Print every line of the listing exactly, please.

[Point labeling dataset excerpts]
-*-
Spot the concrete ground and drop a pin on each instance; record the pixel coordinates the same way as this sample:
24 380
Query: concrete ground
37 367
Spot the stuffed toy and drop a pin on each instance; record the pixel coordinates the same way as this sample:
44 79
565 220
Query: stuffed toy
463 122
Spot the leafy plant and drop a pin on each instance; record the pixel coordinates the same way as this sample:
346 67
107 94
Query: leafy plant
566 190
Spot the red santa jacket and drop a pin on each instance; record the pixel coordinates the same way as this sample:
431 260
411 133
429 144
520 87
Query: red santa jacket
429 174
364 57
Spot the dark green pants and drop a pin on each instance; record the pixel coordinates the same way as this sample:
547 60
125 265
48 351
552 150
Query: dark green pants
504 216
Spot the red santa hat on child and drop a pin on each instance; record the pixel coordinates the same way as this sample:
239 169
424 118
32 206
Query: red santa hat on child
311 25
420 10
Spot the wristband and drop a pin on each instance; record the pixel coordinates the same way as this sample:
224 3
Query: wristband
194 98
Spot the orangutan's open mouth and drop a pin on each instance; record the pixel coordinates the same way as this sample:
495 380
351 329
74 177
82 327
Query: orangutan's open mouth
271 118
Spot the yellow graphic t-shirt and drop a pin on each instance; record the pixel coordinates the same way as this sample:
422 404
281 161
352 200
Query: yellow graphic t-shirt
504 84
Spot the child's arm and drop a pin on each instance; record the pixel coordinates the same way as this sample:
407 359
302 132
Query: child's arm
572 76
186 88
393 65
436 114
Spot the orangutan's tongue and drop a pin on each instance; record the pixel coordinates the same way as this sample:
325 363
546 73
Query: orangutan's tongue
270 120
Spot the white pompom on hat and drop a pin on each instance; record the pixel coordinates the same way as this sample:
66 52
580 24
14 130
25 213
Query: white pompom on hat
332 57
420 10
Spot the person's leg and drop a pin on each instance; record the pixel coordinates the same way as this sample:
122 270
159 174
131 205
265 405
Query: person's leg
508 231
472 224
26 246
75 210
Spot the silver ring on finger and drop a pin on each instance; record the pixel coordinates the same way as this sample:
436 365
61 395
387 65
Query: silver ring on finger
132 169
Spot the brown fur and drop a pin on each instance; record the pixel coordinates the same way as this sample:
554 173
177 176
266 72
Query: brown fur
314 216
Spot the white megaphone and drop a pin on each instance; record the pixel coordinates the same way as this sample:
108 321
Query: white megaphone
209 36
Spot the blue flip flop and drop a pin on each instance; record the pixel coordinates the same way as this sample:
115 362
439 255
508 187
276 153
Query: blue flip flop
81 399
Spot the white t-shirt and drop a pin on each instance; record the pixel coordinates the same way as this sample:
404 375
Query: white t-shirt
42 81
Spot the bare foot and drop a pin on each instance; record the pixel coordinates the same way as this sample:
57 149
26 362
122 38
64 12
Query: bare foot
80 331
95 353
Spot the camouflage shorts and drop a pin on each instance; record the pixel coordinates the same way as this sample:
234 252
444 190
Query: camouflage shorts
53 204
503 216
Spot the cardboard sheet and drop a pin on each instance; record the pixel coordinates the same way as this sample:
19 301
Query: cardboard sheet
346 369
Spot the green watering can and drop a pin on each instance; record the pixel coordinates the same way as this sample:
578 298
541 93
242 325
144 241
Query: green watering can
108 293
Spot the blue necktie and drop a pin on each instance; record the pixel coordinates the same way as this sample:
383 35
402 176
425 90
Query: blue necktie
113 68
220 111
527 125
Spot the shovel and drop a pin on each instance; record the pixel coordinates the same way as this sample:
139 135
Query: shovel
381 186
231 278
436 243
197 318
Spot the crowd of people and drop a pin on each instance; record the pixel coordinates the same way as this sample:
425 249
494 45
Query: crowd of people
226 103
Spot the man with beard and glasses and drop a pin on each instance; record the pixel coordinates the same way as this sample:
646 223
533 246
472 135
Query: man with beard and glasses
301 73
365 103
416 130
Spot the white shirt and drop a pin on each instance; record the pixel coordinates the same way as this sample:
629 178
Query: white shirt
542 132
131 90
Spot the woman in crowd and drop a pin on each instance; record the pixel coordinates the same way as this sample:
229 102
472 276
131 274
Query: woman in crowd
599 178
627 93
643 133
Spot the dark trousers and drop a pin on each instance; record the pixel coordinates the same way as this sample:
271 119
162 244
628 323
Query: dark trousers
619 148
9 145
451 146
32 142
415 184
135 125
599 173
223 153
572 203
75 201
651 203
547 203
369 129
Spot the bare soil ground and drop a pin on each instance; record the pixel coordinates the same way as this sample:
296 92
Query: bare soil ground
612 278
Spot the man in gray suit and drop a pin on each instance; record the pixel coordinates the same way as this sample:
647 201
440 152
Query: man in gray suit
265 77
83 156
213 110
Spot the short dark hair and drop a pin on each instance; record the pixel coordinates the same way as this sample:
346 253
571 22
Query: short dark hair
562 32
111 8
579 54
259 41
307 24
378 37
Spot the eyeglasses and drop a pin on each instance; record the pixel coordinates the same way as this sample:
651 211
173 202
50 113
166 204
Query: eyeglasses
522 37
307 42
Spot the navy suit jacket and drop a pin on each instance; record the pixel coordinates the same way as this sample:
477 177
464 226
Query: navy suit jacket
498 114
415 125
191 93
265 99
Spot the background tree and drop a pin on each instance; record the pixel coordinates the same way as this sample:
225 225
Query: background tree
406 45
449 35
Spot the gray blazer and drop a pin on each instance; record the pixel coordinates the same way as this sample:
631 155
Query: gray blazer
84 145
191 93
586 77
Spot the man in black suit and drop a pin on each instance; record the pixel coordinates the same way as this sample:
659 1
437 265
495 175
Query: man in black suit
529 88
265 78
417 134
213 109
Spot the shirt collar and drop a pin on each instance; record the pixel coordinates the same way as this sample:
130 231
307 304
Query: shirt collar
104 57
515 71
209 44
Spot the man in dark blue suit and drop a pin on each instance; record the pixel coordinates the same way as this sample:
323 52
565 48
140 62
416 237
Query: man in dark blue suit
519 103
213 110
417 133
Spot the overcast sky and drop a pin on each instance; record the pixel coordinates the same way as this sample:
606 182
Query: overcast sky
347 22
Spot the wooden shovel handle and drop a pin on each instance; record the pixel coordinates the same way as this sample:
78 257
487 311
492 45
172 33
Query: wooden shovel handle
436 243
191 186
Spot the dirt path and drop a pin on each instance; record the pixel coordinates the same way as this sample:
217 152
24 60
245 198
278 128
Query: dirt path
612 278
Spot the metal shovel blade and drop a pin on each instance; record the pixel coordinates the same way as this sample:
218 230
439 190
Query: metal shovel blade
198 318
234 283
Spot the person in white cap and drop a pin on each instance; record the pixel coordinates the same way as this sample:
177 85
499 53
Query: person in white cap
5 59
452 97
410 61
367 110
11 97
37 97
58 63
-*-
* _Answer_:
Spot the concrete ground and drop a pin on each instance; record the pixel coordinates the same way as this sample:
24 380
Query: concrete ground
37 367
Spot the stuffed toy and drop a pin on each instance; record the pixel coordinates the same way as this sample:
44 79
565 220
Query: stuffed toy
463 122
Spot the leafy plant and drop a pin on each instance; record the pixel coordinates the same way as this sample:
346 67
107 94
Query: leafy plant
566 190
Spot the red santa jacket and drop a pin on each instance; record the pixel coordinates the same way as this sample:
431 260
411 133
429 144
520 87
Query: red santa jacket
429 174
364 57
Spot the dark green pants and drop a pin on each instance; record the pixel coordinates the same way as this sample:
547 60
125 265
48 351
552 150
Query: dark green pants
504 216
Spot the red santa hat on child and drop a pin on each instance; record the pixel coordinates the same way as this sample:
239 169
424 118
32 206
Query: red santa hat on child
311 25
420 10
Spot the wristband and drop a pin on each instance; record the pixel coordinates the same way as this sample:
224 3
Query: wristband
194 98
Spot the orangutan's open mouth and drop a pin on each instance; record the pixel coordinates the same way as this sample:
495 380
351 329
74 177
82 327
Query: orangutan's open mouth
271 118
Spot the yellow graphic t-shirt and drop a pin on each instance; record the pixel coordinates the same way as this sample:
422 404
281 161
352 200
Query: yellow graphic t-shirt
504 84
Spot the child's arm and drop a pin on each instance; record the pixel coordinates the same way as this sample:
407 359
302 132
Query: child's arm
572 76
186 88
393 65
436 114
Spot the orangutan's tongue and drop a pin on each instance; record the pixel coordinates the same way as this sample:
325 363
546 73
Query: orangutan's tongue
270 120
Spot the white pompom on hat and drop a pin on each instance; record the pixel coordinates the same way as this sample:
66 52
580 24
14 130
25 213
Query: white pompom on hat
332 57
420 10
Spot the person's leg and drop a pin on each instance; record the pixel coordinates the same way as this sample:
122 270
159 174
131 205
265 405
Query: person's leg
508 231
472 224
26 246
75 210
Spot the silver ring on finger and drop a pin on each instance; record the pixel coordinates the same way as this sample:
436 365
61 395
387 65
Query: silver ring on finger
132 169
Spot the brown fur and drop a pin on each instance; record the pixel coordinates the same way as this sample:
554 173
177 176
266 72
Query: brown fur
314 216
Spot the white megaphone and drop a pin on each instance; record the pixel coordinates the same way as this sample:
108 321
Query: white megaphone
209 36
Spot the blue flip flop and drop a pin on each instance; record the pixel coordinates the same way as this sample:
115 362
439 255
508 187
276 153
Query: blue flip flop
81 399
Spot the white t-shirt and drop a pin on each instance; record the pixel coordinates the same way as this sample:
404 375
Query: white t-shirt
42 81
Spot the bare foot and drop a pin on each instance; record the pixel coordinates the same way as this sample:
57 149
26 362
122 38
64 12
Query: bare foot
80 331
95 353
Spot the camouflage shorts and drop a pin on each instance; record the pixel coordinates the same way as this sample:
234 252
444 190
Query: camouflage shorts
53 204
503 216
Spot the cardboard sheet and drop a pin on each instance; record the pixel coordinates the same way as this sample:
19 301
Query: cardboard sheet
346 369
Spot the green watering can and drop a pin on each instance; record the pixel coordinates the same way as this sample:
578 298
541 93
242 325
144 241
Query: green watering can
108 293
Spot the blue necktie and drop a pin on each instance; record the pixel coordinates the same way as this sample:
383 35
402 176
425 90
Query: blue necktie
113 68
220 111
527 125
Spot the shovel and drop a pin on each instance; record the pixel coordinates the same way as this sample:
139 135
Query: shovel
381 186
231 278
436 243
197 318
Spot the crowd of people and drop a pin on each instance; record the pixel coordinates the same way as this sample:
425 249
494 45
Query: crowd of people
226 103
Spot the man with beard and glasses and drop a pin on each instance; record the pixel coordinates the same way as this sample:
646 223
533 246
472 135
Query: man with beard and glasses
301 73
365 103
416 130
Spot the white shirt and drop a pin on each instance; record the pixel coordinates the same way as this sample:
629 178
Query: white shirt
542 132
131 90
Spot the woman in crowd and drop a pin on each instance; record the pixel coordinates the same way as this sample:
229 102
472 276
131 274
Query: woman in crowd
599 178
627 93
643 133
Spot the dark trousers and drop a pin on each instance; record the pixel coordinates the same way as this sample:
271 119
162 244
628 323
Query: dark trousers
619 148
9 145
451 146
32 142
415 184
135 125
599 173
223 153
572 203
75 201
651 203
547 203
369 129
Spot the bare soil ground and drop a pin on each instance; record the pixel coordinates the same way as this sample:
296 92
Query: bare soil ground
612 278
Spot the man in gray suit and drop a pin on each instance; record the pixel coordinates the same way as this sample:
647 201
440 152
Query: man in gray suit
265 77
83 156
213 110
Spot the short dark hair and drop a pin on each instance; record the pixel coordinates the same way as this sample:
346 253
571 22
Query: short dark hair
562 32
111 8
579 54
259 41
307 24
378 37
Spot the eyeglasses and drop a pin on each instance; record the pixel coordinates the same way as this sample:
651 211
173 202
50 113
166 204
Query: eyeglasses
522 37
307 42
Spot the navy suit jacket and drop a pin on each instance; record the pixel coordinates the same way as this sample:
477 177
464 226
Query: navy suit jacket
498 114
415 125
191 93
265 99
Spot the background tree and drop a pin on each instance; record the pixel coordinates the same way as this sample:
225 225
Query: background tree
406 45
449 35
Spot the gray blazer and drop a pin on each instance; record the pixel coordinates the same way as this sample:
631 155
Query: gray blazer
84 145
191 93
586 77
Spot the man in black suit and drop a pin on each instance; record the pixel coordinates the same way as this sample:
659 1
437 265
495 175
Query: man in black suit
529 88
265 78
417 134
213 109
Spot the shirt collar and drop a pin on each instance; record the pixel coordinates the same way as this sample:
130 231
307 304
Query: shirt collar
104 57
515 71
209 44
Spot the man in dark blue suit and drop a pin on each instance; record the pixel coordinates the same way as this sample:
323 52
565 48
140 62
416 237
Query: man in dark blue suit
519 103
213 110
417 133
Spot the overcast sky and drop a pin on each instance; record the pixel coordinates the same way as this sample:
606 182
Query: overcast sky
347 22
Spot the wooden shovel handle and drop a pin on each instance; record the pixel coordinates the same way as this sample:
78 257
487 311
492 45
172 33
Query: wooden shovel handle
436 243
191 186
Spot the dirt path and drop a pin on each instance; record the pixel coordinates the same way as this sample:
217 152
24 60
245 198
278 128
Query: dirt path
612 278
Spot the metal shovel blade and drop a pin on each instance; record the pixel coordinates the same way as this sample:
218 230
439 190
Query: metal shovel blade
198 318
234 283
Spot the person in white cap and drop a pin on each instance; record the pixel coordinates the same way as this sample:
177 85
499 53
Query: person in white cap
5 59
452 97
410 61
367 110
11 97
37 97
58 63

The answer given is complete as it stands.